There is an old proverb (source unknown to me) that says “If you want to feel rich, just count the things you have that money can’t buy. “
And there is something about how we grew up that no matter what happens to us will always be embedded in our memories. I cannot look at a picture like the one above without tears coming to my eyes, or listen to Dolly Pardon sing “Coat of Many Colors” without thinking of these days. The tears I feel are not from being ashamed but rather the feeling of having so much love that I cold reach around the world and still give more!
I grew up on a dairy farm with a father who was a hired herdsman. He left his own farm in Minnesota to come to North Carolina because my mother was so homesick that she was coming home with or without him. My mother sewed alterations and made hats as well as work on the farm. This was the love I grew up with! I had two siblings and was the first in line, my brother was the third. We had little money, but I always felt loved, not deprived. In many ways I was a rich person.
We had no TV or telephone. (No, I did not grow up with the dinosaurs). We did have electric lights and a radio and I was luckier than many I went to school with, we had indoor pluming!
What did I learn by growing up in these conditions?
1. I learned to share.
There were two of us girls and we slept in the same bedroom in a double bed. You name it, and we shared.
2. I learned to take good care of what little I had and be grateful.
We each had one pair of shoes, very few clothes all sewn by my mother (including under garments) out of feed sacks, and one toy for Christmas, so we took good care of what little we had and did not take it for granted. For birthdays, there was a cake baked and our present was getting to lick the bowl for the cake and icing.
3. I learned to use my imagination.
With very few toys we had to make your own. We walked on tall tomato cans with strips of rubber attached to hold them on our feet. We played with old tires and five gallon barrels by rolling them on their side. And stilts, we made ourselves.
4. I learned to eat until I was not hungry any more rather that when I was stuffed.

* _ASSIGNMENT A_
Rewrite the farm childhood passage, starting at the words "2. I learned" and stopping after "use my imagination.". Replace "feed sacks" with "flour sacks".
* _ASSIGNMENT B_
Continue the account of growing up on a dairy farm from the point where it ends.

* _Data records_
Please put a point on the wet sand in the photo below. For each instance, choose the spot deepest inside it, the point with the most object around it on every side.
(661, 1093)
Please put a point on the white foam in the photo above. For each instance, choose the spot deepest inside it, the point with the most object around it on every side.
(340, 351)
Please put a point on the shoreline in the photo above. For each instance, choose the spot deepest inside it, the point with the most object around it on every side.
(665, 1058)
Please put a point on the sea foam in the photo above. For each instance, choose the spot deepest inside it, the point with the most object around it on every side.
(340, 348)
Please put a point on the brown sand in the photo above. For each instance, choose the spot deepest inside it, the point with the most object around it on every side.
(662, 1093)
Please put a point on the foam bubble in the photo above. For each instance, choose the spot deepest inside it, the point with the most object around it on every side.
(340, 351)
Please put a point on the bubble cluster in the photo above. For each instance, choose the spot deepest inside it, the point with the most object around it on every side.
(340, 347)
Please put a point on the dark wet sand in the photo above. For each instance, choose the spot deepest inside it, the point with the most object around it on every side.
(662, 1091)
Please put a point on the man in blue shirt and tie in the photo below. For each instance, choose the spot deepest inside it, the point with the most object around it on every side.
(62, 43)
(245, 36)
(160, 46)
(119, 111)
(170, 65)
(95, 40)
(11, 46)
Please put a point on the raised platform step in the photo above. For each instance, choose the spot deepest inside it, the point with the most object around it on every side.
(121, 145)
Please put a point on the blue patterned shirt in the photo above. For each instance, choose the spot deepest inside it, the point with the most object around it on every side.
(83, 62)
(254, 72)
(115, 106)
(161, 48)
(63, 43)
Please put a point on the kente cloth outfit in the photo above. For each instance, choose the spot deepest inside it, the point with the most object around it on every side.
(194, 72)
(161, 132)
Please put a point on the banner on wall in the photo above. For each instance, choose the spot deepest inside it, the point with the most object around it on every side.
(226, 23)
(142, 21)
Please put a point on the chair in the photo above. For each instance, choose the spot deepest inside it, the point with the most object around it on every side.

* _EXPECTED ANSWER A_
2. I learned to take good care of what little I had and be grateful.
We each had one pair of shoes, very few clothes all sewn by my mother (including under garments) out of flour sacks, and one toy for Christmas, so we took good care of what little we had and did not take it for granted. For birthdays, there was a cake baked and our present was getting to lick the bowl for the cake and icing.
3. I learned to use my imagination.

* _EXPECTED ANSWER B_
Food was limited, but balanced. We each got our share because my mother cut it up equally among us. (I never knew you could scoop ice cream out of the carton until I grew up, because my mother always cut a half gallon of ice cream into 10 equal pieces and that served us twice.)
In these days I never had a problem with weight, and this is because of the good eating habits and appreciation for the food we had.
5. I learned that it was the people who made a home, not the size of a house.
We may not have had much, but we had each other. We had each other to talk to, play with, and laugh with. (Sometimes to fight with.)
6. I learned to work together.
When you live in a small space you have to work as a team. You learn good working skills and what hard work is.
We earned money by working in the garden, learning to cook and keeping the four rooms of our house picked up, so there was room to walk.
As I look back on my childhood and the values it fostered, I realize I was a very lucky child. Yes, things are much better and easier now, but I know what to appreciate and what’s important to be happy.
It’s the people you share your life with—the memories you build and laughter you share.
Things are not what make you happy. It’s living in the moment and living everyday with love in your heart.
I only buy what I need, which controls the clutter. I have food, shelter, and water, air to breathe, and people to love that love me.
I appreciate what I already have to add comfort to my life. I take good care of my furniture, appliances, and the little things that make life more comfortable and easier.
We have the choice to change our life if we want. With hard work and a dream anything is possible. Obstacles can always be overcome. We learn from them and keep moving forward.
True happiness does not come with a price tag. Happiness is something we choose with our own attitude and gratitude.
I look at people today and all the material things they acquire, thinking they are going to find happiness, but happiness cannot be bought.
It’s in our attitude. The love in our heart. The people we know and love. The memories life brings.
When death is knocking at our door, what will be important is the way we loved and the memories we leave for the people left behind. They’re not going to remember the house you lived in or the beautiful things you may have had.
People will remember the laughter they shared with you, the long talks, lessons they may have learned from you, and most important, the love that was shared.
In the end it is who we were, how we touched other’s lives, and the love we gave and received that is going to count and be remembered.
I was inspired to share this based on a blog that I read daily that inspires me to grow and learn to deal with cancer. And because as I grow older my priorities in life change and I just don't want my life to flash in front of me someday unless it was worth watching!!!!
I have a picture of a woman on my desk (I do not know who she is) who inspires me in so many ways but most of all is the happiness she radiates!